EXERCISE DIRECTIONS:
Beginning at the line that holds "Where can the ceiling", copy the material below exactly through its last line.

--*--

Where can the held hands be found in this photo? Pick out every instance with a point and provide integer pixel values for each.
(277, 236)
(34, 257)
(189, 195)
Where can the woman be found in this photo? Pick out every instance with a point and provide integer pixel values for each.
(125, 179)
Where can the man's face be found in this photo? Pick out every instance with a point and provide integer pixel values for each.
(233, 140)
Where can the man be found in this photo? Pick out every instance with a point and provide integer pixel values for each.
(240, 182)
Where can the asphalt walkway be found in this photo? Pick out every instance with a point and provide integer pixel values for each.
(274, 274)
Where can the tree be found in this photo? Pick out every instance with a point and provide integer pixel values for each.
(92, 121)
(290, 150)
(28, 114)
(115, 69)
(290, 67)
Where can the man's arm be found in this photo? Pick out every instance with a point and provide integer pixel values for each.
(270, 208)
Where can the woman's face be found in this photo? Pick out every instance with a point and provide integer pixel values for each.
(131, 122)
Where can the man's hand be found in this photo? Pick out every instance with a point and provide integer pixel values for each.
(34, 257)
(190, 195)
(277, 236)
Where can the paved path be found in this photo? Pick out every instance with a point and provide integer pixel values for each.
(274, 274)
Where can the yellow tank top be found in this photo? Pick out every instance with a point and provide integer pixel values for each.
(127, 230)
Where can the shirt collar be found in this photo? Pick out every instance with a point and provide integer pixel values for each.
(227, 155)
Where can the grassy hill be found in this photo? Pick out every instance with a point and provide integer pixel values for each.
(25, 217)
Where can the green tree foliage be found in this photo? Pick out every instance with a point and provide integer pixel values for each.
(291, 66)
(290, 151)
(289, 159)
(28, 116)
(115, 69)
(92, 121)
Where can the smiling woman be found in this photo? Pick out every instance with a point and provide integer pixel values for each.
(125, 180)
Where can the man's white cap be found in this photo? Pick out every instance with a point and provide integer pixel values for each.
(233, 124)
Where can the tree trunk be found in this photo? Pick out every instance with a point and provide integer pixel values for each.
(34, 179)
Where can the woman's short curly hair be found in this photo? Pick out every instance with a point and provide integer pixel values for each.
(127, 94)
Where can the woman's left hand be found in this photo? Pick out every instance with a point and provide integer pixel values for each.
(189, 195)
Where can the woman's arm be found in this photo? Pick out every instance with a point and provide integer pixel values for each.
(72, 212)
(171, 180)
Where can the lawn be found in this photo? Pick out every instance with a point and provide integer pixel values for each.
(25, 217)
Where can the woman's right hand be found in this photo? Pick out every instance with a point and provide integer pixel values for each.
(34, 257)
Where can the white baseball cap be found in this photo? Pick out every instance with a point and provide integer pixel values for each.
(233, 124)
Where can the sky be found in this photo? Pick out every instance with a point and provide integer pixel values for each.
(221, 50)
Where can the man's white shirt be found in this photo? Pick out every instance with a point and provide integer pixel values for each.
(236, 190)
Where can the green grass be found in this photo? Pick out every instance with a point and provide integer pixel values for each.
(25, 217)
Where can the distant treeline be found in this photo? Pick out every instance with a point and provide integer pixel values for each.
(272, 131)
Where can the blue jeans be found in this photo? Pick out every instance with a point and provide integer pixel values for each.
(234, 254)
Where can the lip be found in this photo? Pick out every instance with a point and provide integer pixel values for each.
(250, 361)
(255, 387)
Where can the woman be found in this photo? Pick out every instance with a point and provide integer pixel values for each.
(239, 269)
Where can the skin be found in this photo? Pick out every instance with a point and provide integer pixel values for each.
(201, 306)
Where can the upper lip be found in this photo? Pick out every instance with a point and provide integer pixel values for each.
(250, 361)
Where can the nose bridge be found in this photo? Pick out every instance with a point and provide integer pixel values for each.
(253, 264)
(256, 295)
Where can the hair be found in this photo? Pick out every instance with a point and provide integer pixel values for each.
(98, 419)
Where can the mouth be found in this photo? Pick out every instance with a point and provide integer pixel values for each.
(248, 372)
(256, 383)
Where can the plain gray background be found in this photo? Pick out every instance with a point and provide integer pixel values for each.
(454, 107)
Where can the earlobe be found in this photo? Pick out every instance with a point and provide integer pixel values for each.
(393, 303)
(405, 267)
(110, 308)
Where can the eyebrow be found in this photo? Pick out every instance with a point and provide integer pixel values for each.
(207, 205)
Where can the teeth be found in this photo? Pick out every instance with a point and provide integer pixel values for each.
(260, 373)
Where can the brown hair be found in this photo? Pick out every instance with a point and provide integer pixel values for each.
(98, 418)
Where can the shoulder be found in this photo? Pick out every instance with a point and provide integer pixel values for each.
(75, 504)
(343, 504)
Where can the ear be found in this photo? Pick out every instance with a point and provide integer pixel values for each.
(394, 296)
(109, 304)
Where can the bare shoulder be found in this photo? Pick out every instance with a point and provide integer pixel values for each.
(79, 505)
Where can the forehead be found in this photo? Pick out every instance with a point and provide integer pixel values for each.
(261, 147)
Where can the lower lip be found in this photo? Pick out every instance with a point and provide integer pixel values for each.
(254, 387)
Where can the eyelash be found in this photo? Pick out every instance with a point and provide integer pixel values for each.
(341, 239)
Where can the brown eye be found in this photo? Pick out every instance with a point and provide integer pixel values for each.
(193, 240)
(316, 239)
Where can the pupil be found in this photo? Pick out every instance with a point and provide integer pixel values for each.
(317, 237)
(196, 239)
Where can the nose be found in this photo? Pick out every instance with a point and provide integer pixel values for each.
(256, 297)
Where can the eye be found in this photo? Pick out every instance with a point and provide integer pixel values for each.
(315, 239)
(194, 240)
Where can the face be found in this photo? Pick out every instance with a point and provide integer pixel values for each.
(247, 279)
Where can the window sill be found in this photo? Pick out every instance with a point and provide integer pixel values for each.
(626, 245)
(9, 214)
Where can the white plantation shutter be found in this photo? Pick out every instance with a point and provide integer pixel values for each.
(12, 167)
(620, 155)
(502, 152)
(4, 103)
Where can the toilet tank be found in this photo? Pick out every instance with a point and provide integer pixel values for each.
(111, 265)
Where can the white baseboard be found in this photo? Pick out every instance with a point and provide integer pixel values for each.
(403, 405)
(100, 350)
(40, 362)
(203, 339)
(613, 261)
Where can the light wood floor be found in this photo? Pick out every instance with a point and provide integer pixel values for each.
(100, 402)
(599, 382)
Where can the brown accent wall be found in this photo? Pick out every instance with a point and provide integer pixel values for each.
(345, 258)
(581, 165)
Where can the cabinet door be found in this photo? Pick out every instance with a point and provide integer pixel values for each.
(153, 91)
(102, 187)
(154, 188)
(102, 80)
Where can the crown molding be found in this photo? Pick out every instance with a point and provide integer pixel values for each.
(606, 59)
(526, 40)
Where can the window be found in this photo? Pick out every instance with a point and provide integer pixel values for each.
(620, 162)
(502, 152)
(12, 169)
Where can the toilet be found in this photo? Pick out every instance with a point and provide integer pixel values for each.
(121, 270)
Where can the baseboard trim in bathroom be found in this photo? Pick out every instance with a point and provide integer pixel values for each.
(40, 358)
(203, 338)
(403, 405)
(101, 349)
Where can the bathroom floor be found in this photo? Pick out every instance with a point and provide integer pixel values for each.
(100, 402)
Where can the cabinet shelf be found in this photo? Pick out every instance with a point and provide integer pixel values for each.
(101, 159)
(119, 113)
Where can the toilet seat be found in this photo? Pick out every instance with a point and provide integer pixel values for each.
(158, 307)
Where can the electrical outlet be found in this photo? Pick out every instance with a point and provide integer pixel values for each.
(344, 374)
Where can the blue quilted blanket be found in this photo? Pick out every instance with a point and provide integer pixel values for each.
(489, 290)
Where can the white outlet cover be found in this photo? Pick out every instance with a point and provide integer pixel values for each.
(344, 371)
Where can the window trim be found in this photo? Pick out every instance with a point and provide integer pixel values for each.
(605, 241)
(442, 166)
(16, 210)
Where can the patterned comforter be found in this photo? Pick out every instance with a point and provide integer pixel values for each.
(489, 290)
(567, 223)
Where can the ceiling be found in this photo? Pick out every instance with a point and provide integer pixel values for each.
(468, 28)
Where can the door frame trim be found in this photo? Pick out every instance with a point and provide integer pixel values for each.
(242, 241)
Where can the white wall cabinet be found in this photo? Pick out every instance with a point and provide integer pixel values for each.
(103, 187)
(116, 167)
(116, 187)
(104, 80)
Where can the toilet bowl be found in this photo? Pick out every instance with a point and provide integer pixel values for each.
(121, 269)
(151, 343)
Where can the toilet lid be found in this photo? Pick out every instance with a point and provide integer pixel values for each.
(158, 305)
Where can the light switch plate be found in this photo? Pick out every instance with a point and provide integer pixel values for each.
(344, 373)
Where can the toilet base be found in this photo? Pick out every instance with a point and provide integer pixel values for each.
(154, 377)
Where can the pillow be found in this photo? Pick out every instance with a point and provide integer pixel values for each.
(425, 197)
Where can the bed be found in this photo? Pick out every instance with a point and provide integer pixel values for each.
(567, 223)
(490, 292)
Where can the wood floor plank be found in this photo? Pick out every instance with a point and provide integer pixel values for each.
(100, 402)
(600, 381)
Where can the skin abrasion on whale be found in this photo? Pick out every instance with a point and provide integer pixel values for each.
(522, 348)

--*--

OUTPUT FOR THIS TASK:
Where can the ceiling be found in this photo? Pick out every instance with a point and provide integer pixel values for each.
(468, 28)
Where can the door frame trim be found in this photo? Pick out every instance with a point and provide integer pixel values for each.
(242, 241)
Where can the white wall cabinet be found in this photo? Pick out every instance with a point and provide integer pixel values for each.
(103, 187)
(116, 167)
(116, 187)
(104, 80)
Where can the toilet bowl be found in this photo? Pick out every instance with a point and provide integer pixel values for each.
(121, 269)
(151, 343)
Where can the toilet lid be found in this photo? Pick out every instance with a point and provide integer pixel values for each.
(158, 305)
Where can the light switch plate be found in this photo? Pick out every instance with a point and provide integer pixel values for each.
(344, 373)
Where can the toilet base be found in this photo? Pick out every instance with a point and provide integer pixel values for each.
(154, 377)
Where can the pillow be found in this photo? Pick out every instance with a point and provide integer pixel values for each.
(425, 197)
Where can the bed be found in this photo? Pick out every instance with a point and provide integer pixel values for each.
(567, 223)
(490, 292)
Where can the wood floor plank be found in this photo? Pick out every instance with a point and provide integer pixel values for each.
(100, 402)
(600, 381)
Where can the skin abrasion on whale be found in this photo? Pick out every instance with a point and provide integer pixel values for each.
(522, 348)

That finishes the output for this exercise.